Source:
▶
7:00 A.M. ET June 10, 2013 | NANJING, CHINA (UMNS)

On Nov. 8, 2012, Amity Printing Press produced its 100th million copy of the Bible.

Two hundred Chinese and international guests served as witnesses at the printing factory on the outskirts of Nanjing. Of that number, 60 million Bibles are being read in China and 40 million in different languages around the world.

The presses haven’t stopped running yet. Here are some facts about the largest producer of Bibles in the world:

  • An agreement signed March 22, 1985, by Bishop K.H. Ting, president of the Amity Foundation, and the Rev. Jim Payne of the United Bible Societies, established Amity Printing Press, which produced its first Bible two years later.
  • It took 20 years to produce the first 50 million Bibles, but only five years to produce the next 50 million.
  • Amity also produces dictionaries and other reference books, works of literature, children’s books, brochures and teaching materials in various languages.
  • The plant is 85,000 square meters, with 600 workers.
  • Bibles now come off the presses at the rate of one every second.
  • The entire process, from paper to book, takes one week.
  • United Bible Societies donated one metric ton of paper when the press opened and still subsidizes the printing press today.
◀
Dataset rows:
▶
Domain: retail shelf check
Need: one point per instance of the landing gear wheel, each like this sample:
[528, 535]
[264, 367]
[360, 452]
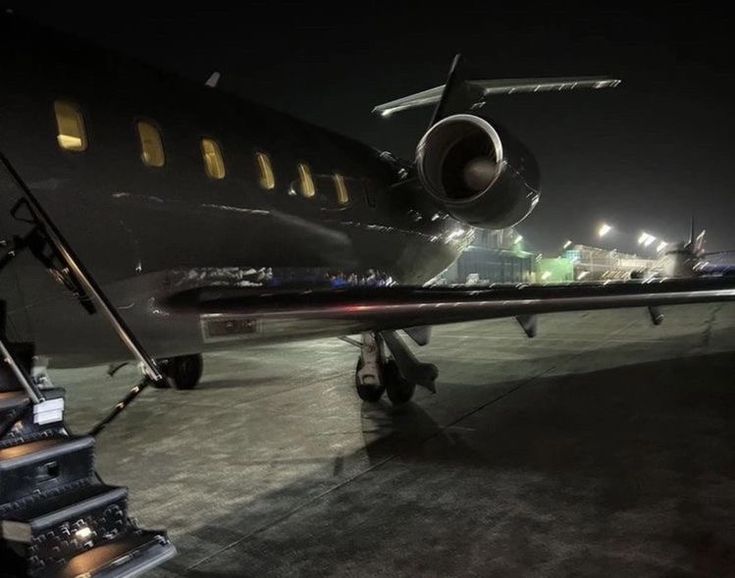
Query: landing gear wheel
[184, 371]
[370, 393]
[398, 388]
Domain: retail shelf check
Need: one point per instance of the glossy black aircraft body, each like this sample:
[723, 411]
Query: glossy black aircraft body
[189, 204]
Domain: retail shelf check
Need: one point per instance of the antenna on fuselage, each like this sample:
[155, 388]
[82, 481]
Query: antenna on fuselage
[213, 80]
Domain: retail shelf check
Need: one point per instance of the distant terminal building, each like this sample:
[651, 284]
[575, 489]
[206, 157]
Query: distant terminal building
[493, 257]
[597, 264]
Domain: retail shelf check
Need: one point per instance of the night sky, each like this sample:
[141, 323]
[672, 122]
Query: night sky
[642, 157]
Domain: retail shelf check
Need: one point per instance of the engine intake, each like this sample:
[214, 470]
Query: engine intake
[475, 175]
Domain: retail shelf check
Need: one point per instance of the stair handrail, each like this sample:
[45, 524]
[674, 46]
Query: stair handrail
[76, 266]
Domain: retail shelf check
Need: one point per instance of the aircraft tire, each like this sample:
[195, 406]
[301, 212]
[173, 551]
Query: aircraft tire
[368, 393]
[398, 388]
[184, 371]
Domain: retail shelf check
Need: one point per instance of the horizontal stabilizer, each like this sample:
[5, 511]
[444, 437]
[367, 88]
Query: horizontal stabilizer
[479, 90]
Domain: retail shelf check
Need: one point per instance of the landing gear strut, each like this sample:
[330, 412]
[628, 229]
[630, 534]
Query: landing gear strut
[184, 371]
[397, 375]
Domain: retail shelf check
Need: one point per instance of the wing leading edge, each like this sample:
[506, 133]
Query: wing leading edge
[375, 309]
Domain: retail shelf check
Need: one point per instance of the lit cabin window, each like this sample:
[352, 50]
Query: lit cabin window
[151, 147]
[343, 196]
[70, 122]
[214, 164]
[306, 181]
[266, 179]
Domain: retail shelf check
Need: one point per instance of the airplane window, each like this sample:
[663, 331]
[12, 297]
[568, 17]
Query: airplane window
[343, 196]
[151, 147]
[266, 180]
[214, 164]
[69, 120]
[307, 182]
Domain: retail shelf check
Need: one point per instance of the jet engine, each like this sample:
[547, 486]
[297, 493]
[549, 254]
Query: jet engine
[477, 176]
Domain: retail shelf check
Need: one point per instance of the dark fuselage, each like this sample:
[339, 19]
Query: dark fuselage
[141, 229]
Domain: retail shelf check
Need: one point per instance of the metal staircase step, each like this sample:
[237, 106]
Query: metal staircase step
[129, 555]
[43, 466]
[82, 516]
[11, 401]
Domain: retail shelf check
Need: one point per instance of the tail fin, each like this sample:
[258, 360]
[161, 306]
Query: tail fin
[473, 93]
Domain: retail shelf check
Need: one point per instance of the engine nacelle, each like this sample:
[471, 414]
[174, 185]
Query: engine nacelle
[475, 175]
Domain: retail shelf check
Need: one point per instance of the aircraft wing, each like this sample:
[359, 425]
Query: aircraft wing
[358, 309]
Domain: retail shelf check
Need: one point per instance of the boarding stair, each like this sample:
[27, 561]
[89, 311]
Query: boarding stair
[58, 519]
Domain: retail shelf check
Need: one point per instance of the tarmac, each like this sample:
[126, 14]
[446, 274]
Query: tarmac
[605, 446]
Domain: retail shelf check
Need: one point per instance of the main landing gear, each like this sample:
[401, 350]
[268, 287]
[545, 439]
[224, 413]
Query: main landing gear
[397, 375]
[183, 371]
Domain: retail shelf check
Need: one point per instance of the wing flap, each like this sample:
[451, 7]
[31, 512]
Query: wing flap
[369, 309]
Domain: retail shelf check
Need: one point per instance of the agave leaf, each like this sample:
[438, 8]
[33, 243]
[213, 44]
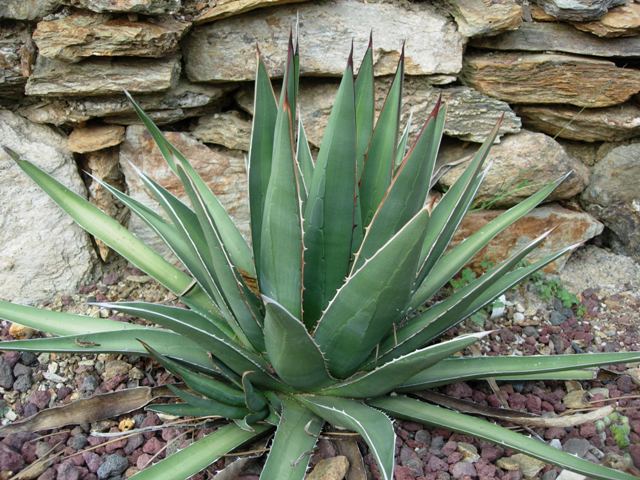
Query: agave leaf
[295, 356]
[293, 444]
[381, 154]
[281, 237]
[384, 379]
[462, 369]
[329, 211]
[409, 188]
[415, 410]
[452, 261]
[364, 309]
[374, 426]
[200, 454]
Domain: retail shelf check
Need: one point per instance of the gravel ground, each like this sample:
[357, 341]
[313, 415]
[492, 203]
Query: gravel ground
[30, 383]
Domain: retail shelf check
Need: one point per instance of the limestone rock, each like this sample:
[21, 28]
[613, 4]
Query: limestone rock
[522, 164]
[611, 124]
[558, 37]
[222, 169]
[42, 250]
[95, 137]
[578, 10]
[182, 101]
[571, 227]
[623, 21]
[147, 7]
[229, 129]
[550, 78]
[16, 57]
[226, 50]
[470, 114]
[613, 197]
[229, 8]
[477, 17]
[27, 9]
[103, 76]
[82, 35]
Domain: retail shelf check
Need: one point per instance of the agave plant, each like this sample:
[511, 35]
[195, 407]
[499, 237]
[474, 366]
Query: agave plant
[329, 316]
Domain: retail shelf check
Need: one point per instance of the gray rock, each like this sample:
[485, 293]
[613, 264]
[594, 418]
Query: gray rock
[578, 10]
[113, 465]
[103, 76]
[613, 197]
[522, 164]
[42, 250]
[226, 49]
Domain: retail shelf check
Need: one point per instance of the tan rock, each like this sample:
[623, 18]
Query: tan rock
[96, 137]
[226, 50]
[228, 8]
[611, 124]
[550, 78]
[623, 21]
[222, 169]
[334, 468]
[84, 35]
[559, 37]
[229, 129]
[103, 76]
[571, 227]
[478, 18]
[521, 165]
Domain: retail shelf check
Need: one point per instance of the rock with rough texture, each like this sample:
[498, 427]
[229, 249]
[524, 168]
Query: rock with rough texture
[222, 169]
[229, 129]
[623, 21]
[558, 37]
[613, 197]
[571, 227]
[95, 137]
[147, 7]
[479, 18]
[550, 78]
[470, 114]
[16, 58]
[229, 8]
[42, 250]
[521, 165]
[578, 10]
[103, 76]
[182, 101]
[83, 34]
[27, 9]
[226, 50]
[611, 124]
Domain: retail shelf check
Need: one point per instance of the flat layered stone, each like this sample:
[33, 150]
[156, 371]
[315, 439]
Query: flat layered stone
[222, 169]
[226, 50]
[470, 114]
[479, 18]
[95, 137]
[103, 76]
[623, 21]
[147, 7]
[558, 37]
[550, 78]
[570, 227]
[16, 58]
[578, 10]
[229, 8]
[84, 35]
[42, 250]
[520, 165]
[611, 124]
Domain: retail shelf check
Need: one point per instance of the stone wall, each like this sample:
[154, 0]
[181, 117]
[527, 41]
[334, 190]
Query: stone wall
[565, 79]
◀
▶
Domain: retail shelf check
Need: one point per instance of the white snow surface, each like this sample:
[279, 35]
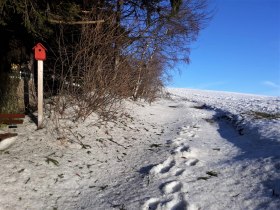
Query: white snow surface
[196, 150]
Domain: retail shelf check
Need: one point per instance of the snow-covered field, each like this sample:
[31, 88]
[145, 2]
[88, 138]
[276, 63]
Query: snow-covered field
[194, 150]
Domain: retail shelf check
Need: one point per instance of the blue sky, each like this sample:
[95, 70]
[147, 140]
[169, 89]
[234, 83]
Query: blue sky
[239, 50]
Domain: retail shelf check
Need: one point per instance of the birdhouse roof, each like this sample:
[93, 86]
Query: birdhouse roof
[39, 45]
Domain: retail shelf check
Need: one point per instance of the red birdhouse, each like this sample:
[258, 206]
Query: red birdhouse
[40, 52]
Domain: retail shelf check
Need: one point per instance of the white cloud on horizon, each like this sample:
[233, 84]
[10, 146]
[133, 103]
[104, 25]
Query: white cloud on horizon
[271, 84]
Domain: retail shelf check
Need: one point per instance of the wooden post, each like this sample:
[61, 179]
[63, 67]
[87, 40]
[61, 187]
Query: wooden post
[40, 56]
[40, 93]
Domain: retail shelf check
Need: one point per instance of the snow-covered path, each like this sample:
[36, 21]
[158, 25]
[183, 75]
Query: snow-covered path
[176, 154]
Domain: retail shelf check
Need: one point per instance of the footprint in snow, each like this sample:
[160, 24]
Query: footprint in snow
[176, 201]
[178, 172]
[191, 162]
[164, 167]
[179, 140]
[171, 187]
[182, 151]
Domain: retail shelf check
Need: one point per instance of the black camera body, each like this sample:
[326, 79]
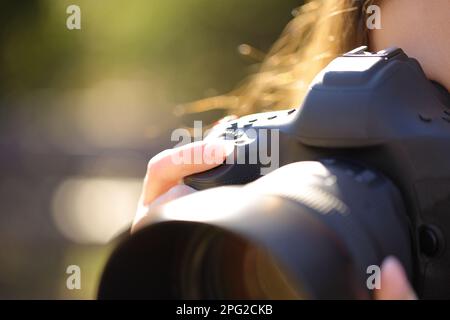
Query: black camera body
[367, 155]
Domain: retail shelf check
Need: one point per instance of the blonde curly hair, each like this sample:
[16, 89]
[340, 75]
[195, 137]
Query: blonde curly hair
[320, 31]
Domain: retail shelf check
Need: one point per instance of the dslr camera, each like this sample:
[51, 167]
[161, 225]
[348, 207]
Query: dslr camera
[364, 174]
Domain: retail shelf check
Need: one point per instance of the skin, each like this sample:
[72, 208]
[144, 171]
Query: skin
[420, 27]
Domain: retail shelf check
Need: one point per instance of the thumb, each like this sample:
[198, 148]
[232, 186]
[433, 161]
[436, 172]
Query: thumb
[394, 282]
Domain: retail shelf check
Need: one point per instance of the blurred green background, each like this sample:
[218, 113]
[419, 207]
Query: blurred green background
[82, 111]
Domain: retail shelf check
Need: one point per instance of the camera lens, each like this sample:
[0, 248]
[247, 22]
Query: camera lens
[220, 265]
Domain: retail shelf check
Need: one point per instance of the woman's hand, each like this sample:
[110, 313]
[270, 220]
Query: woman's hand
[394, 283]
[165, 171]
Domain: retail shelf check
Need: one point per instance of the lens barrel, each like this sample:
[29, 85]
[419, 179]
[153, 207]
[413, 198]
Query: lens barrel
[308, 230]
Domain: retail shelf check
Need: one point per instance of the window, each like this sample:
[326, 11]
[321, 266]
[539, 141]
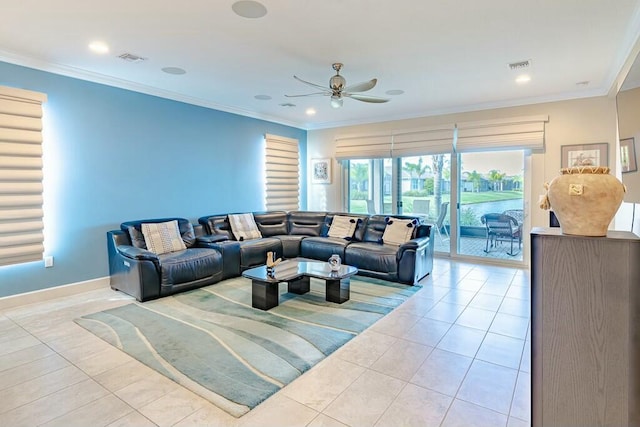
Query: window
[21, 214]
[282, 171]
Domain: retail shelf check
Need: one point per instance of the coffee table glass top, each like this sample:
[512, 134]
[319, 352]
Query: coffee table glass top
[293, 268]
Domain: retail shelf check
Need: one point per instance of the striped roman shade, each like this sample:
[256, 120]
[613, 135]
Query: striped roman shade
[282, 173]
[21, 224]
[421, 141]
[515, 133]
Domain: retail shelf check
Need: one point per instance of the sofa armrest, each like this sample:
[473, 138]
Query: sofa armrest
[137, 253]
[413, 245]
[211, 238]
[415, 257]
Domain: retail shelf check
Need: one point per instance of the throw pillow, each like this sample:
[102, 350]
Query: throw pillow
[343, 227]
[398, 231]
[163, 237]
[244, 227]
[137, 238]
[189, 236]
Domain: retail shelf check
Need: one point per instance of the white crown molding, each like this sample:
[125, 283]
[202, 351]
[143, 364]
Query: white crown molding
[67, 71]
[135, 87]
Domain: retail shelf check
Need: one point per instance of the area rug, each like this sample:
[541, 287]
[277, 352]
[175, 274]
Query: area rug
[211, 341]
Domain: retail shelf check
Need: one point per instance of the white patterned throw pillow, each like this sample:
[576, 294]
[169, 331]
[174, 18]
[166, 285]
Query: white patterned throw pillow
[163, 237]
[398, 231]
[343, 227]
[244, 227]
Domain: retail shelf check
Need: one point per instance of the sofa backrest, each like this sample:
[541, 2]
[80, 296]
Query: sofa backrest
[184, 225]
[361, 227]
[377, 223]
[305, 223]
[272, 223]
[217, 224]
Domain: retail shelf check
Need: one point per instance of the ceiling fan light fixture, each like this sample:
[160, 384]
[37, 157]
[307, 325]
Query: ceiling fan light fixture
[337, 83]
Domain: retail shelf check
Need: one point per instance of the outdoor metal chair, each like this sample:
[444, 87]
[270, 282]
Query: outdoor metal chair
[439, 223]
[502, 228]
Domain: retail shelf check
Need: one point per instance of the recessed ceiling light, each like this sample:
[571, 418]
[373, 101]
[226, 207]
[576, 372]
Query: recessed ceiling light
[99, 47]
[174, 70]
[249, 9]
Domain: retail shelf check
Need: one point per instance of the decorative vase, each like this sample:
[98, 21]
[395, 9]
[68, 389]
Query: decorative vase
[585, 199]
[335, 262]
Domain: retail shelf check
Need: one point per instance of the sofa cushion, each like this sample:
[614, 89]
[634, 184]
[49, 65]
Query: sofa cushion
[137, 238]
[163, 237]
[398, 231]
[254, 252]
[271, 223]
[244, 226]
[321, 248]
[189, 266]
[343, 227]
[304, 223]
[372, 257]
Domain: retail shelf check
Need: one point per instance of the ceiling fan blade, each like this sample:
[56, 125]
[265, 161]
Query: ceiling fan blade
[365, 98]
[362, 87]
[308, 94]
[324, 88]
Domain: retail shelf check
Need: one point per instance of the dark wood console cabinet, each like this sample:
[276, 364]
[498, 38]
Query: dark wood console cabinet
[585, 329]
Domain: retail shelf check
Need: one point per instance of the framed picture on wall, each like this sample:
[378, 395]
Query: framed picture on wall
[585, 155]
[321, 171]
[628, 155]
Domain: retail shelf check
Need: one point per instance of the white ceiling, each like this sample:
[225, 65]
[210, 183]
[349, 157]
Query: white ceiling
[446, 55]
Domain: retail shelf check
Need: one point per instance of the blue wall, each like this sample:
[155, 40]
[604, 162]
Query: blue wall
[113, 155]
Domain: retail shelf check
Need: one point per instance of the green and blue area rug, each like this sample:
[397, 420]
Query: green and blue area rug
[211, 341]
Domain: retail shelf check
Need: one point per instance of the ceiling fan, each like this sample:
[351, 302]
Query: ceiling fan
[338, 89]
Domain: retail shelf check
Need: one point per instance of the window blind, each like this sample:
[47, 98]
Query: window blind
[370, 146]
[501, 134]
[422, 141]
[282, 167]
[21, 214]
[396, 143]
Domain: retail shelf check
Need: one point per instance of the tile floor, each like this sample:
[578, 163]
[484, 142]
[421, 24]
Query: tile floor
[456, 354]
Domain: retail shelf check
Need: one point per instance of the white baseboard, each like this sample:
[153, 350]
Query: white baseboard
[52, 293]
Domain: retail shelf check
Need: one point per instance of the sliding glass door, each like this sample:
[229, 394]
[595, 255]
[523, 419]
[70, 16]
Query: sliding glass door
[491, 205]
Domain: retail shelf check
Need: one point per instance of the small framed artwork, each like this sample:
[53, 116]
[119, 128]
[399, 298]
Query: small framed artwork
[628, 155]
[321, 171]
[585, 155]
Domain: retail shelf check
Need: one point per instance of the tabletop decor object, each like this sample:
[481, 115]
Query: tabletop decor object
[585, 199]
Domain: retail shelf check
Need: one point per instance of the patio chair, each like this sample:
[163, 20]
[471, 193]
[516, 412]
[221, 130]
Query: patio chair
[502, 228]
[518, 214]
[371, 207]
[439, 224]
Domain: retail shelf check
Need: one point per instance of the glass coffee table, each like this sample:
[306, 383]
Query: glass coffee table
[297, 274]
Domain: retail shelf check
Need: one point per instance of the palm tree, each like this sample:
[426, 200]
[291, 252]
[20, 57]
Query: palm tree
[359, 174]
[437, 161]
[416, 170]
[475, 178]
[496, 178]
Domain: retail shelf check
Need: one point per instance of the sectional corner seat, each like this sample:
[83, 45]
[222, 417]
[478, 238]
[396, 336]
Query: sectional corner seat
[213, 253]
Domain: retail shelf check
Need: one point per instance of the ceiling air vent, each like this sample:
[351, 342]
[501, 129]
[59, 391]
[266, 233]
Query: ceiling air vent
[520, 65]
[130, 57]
◀
▶
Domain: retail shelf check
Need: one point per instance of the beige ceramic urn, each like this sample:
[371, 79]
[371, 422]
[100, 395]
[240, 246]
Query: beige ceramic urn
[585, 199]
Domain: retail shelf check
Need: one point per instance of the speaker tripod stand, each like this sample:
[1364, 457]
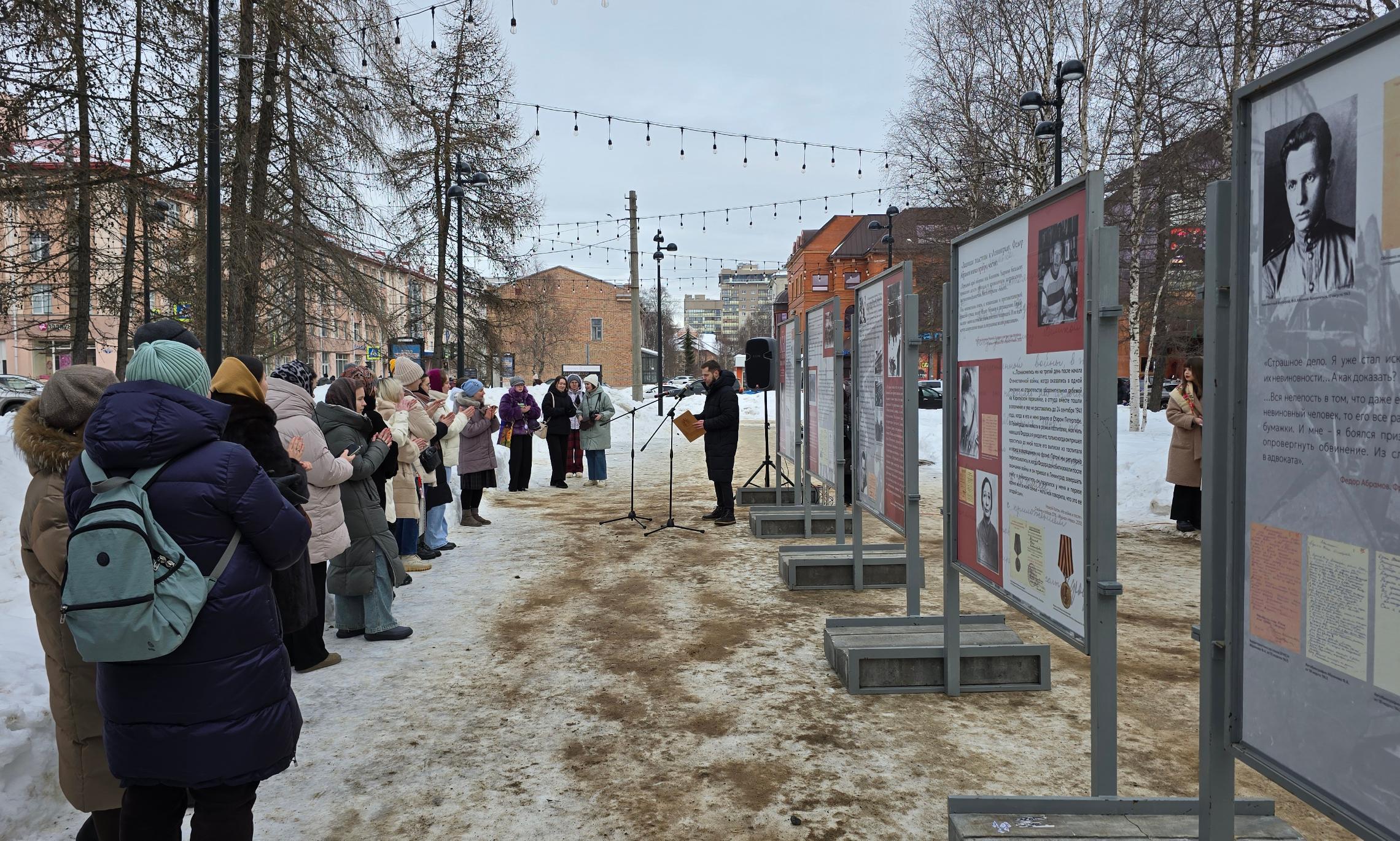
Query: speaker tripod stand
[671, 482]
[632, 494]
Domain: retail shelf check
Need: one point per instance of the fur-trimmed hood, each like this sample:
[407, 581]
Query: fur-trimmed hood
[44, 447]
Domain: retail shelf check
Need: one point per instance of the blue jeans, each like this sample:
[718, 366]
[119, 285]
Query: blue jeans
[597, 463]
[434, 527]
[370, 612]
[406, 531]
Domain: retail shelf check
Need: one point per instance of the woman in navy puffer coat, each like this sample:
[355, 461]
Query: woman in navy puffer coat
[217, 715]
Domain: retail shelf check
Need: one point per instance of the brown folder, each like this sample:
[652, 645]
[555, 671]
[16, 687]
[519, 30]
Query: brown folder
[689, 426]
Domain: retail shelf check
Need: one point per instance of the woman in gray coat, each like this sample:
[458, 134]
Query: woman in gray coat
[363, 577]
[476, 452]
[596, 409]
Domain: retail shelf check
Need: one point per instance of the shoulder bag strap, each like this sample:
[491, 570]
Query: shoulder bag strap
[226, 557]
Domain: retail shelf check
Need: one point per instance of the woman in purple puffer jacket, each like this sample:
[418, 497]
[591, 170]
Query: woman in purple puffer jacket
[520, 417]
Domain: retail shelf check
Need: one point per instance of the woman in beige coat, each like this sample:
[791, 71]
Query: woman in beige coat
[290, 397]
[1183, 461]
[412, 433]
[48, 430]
◀
Exercise set:
[a] According to the piece on Amity Printing Press, how many workers does the plant have?
[b] Using the piece on Amity Printing Press, explain what brought the press into being and when it produced its first Bible.

Task answers:
[a] The plant has 600 workers.

[b] The press was established by an agreement signed on March 22, 1985, by Bishop K.H. Ting, president of the Amity Foundation, and the Rev. Jim Payne of the United Bible Societies. It produced its first Bible two years later.